* [Collection entries]

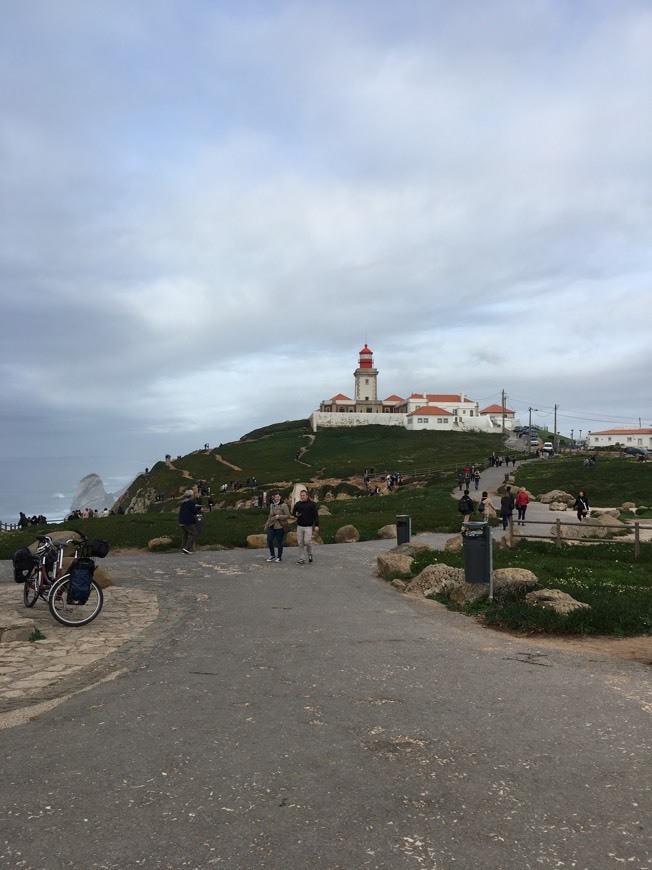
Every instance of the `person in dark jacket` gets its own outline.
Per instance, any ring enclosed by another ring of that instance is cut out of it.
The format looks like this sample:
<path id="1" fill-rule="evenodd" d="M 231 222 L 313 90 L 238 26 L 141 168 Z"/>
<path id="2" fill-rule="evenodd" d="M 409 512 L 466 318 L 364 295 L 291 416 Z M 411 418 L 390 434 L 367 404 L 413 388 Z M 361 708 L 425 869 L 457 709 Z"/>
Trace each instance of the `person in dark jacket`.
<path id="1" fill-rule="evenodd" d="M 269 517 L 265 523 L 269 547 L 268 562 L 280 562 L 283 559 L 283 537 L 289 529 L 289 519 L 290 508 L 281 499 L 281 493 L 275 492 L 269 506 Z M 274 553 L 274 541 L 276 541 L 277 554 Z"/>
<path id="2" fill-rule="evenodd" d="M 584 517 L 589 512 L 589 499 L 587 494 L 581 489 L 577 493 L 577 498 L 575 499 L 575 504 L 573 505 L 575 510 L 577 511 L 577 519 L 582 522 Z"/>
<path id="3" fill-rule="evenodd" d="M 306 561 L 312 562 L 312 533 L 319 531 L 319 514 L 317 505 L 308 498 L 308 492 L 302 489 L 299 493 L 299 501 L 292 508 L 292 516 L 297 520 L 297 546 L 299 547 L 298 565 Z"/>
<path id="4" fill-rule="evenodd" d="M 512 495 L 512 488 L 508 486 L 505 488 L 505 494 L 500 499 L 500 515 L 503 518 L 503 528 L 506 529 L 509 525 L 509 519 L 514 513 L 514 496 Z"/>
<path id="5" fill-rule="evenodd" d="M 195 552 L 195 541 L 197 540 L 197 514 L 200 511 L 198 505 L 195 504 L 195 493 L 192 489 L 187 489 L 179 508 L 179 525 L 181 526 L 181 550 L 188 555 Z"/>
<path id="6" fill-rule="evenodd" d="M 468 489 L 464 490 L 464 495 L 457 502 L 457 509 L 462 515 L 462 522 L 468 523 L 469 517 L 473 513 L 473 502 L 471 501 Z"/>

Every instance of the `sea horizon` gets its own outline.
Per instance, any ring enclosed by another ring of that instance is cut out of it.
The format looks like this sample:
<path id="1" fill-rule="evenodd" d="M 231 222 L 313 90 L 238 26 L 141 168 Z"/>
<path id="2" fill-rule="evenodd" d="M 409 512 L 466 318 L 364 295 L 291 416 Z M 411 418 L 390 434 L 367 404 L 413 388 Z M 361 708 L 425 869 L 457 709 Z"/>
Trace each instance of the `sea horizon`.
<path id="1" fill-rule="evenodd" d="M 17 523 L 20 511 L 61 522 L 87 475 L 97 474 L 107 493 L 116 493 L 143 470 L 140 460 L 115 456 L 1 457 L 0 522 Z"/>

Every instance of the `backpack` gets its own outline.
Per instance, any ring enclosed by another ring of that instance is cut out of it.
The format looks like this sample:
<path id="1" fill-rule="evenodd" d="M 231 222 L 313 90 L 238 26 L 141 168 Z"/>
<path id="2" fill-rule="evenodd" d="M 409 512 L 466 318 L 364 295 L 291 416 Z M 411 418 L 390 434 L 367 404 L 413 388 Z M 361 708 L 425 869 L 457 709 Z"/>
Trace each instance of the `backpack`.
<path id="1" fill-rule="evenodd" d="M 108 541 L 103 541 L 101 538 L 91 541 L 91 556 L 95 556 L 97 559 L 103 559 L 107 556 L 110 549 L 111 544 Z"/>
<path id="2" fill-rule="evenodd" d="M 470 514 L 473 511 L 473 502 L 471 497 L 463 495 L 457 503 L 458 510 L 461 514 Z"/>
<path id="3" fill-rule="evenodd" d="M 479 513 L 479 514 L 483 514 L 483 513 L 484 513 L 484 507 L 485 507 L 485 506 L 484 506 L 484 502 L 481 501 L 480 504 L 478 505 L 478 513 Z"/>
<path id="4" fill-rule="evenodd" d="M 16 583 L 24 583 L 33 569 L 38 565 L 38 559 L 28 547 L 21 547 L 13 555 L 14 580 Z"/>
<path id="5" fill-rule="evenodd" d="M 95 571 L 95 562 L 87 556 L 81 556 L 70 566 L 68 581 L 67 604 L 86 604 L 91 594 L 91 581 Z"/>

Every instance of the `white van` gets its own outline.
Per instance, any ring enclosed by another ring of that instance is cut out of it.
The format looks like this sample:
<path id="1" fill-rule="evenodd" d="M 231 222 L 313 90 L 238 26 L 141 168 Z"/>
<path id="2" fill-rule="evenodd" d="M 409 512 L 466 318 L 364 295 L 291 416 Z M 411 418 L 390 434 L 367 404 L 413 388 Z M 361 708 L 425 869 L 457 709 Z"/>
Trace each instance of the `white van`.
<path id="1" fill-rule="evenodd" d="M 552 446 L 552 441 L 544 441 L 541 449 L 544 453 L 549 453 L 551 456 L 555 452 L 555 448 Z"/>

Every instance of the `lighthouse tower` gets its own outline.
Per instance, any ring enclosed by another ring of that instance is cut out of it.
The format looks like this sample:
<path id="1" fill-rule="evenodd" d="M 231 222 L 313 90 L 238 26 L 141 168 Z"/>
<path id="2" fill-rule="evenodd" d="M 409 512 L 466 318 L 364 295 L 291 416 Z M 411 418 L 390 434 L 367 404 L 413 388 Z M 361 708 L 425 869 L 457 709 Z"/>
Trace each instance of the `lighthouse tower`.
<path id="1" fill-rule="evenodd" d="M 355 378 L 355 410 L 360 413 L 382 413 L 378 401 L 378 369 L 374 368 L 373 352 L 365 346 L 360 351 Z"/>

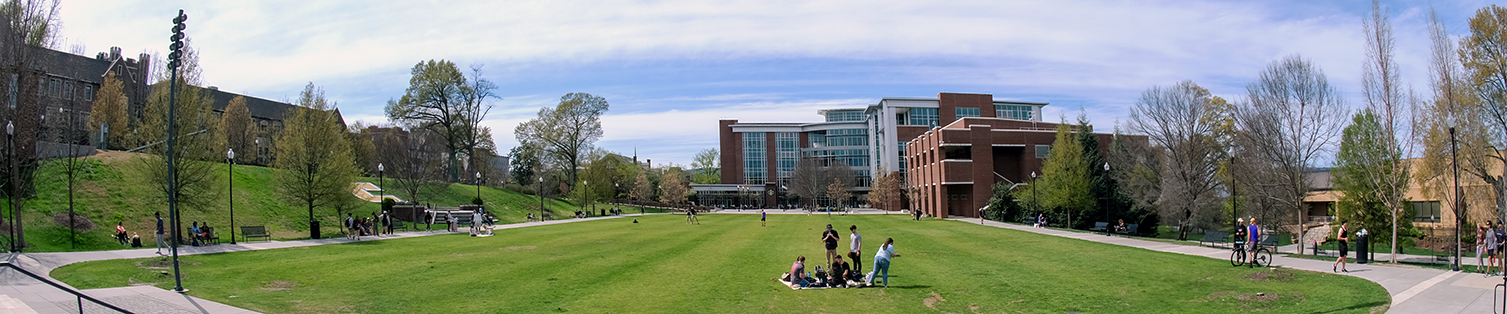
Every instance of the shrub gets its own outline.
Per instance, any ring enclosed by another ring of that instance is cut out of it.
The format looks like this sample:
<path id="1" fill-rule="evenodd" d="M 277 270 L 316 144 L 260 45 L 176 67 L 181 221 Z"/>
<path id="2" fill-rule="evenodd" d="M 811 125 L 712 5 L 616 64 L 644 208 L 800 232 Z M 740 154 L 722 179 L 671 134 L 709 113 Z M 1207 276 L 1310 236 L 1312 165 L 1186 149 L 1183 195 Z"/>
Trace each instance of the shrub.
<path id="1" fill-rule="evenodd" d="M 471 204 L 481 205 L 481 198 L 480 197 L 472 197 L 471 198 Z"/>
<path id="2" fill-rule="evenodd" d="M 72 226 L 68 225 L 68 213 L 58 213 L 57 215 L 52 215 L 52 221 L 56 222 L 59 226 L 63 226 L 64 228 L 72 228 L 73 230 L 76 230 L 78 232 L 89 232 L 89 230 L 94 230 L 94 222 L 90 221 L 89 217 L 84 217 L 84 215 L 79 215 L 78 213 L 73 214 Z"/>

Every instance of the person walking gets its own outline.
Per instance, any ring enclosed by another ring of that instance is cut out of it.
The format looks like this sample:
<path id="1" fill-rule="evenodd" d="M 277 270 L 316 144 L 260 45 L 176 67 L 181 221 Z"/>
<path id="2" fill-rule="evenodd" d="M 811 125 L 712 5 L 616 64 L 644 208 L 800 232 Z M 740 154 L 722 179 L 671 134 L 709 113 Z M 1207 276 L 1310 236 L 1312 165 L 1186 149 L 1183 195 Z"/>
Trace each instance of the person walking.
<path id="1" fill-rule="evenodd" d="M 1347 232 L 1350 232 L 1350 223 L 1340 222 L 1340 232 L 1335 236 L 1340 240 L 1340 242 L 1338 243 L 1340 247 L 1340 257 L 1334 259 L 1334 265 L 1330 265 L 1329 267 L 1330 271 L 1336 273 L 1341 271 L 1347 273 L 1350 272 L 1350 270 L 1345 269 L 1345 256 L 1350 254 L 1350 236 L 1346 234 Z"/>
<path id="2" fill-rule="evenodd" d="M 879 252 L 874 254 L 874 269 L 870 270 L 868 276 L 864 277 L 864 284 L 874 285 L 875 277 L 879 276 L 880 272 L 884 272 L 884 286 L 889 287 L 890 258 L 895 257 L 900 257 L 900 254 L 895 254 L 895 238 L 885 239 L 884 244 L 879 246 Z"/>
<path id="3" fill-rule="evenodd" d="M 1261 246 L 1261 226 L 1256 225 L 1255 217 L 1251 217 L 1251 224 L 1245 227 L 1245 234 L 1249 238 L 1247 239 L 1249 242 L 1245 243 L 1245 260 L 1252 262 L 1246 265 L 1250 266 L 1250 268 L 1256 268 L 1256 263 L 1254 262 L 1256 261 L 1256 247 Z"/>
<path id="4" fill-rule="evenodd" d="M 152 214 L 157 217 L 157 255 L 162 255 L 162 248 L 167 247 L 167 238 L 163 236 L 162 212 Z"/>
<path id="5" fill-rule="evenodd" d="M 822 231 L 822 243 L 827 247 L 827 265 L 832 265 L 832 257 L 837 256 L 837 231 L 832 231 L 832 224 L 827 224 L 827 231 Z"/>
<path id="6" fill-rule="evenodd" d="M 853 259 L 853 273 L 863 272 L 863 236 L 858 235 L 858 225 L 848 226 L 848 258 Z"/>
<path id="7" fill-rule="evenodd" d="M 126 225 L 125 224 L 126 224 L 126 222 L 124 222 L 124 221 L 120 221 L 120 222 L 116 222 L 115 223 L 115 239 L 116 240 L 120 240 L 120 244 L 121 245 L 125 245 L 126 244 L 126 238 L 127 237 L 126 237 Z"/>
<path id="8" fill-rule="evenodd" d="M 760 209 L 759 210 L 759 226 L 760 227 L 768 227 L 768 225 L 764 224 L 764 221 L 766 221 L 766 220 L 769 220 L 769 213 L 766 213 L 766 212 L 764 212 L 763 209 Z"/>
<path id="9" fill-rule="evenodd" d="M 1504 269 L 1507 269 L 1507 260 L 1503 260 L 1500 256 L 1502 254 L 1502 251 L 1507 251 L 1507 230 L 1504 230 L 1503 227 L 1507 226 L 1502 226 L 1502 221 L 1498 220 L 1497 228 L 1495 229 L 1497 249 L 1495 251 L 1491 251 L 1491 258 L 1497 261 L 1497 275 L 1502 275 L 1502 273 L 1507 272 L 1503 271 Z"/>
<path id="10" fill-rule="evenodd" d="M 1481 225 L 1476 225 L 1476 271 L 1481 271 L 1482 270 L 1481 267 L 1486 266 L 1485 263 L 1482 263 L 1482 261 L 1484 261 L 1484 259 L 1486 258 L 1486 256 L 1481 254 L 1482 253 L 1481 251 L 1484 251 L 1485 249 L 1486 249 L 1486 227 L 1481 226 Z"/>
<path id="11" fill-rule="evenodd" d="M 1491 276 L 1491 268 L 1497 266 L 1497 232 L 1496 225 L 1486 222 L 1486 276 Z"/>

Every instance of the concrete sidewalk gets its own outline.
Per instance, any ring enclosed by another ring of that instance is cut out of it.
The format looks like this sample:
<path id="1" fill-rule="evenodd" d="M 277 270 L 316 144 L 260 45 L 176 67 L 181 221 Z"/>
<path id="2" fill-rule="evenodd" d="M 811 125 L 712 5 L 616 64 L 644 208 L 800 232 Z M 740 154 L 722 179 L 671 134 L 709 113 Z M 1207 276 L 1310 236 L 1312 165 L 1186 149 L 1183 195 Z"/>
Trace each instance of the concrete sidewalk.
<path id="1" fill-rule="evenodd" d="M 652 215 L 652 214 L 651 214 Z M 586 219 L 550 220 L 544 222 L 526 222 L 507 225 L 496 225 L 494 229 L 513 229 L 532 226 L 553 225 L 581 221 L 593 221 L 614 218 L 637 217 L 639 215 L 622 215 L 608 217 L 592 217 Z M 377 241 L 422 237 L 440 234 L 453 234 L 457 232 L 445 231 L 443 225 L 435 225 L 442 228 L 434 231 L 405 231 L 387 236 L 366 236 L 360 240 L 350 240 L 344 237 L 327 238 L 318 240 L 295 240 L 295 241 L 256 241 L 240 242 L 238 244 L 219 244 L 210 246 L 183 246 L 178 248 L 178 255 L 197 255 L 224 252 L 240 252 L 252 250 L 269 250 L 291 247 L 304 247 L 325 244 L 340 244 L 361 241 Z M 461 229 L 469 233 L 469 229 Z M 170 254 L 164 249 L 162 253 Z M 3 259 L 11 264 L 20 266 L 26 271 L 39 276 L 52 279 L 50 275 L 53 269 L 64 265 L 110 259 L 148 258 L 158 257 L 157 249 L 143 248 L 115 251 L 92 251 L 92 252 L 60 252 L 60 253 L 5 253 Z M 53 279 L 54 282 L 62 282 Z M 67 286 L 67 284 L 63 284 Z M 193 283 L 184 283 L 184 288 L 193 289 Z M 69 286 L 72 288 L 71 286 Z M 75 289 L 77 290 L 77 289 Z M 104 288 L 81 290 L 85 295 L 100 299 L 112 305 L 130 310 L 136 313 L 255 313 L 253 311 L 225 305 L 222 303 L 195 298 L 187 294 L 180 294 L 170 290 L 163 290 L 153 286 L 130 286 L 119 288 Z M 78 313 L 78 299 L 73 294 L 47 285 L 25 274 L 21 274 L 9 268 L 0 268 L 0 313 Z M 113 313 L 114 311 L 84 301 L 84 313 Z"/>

* [TASK TO CARRY OUT] Lines with "gets": find them in the data and copy each one.

* [RESULT OF THIS EXERCISE]
Every instance of the `person in dark jacket` gets its own outline.
Every instance of the `sea horizon` gets its own outline.
Every instance of the `backpack` gets its own outline.
Every instance of the `white van` gets its own outline.
Every instance of the `lighthouse tower` gets its own outline.
Every instance of the shrub gets its own outline.
Every instance of the person walking gets its own outline.
Every instance of the concrete sidewalk gets its own outline.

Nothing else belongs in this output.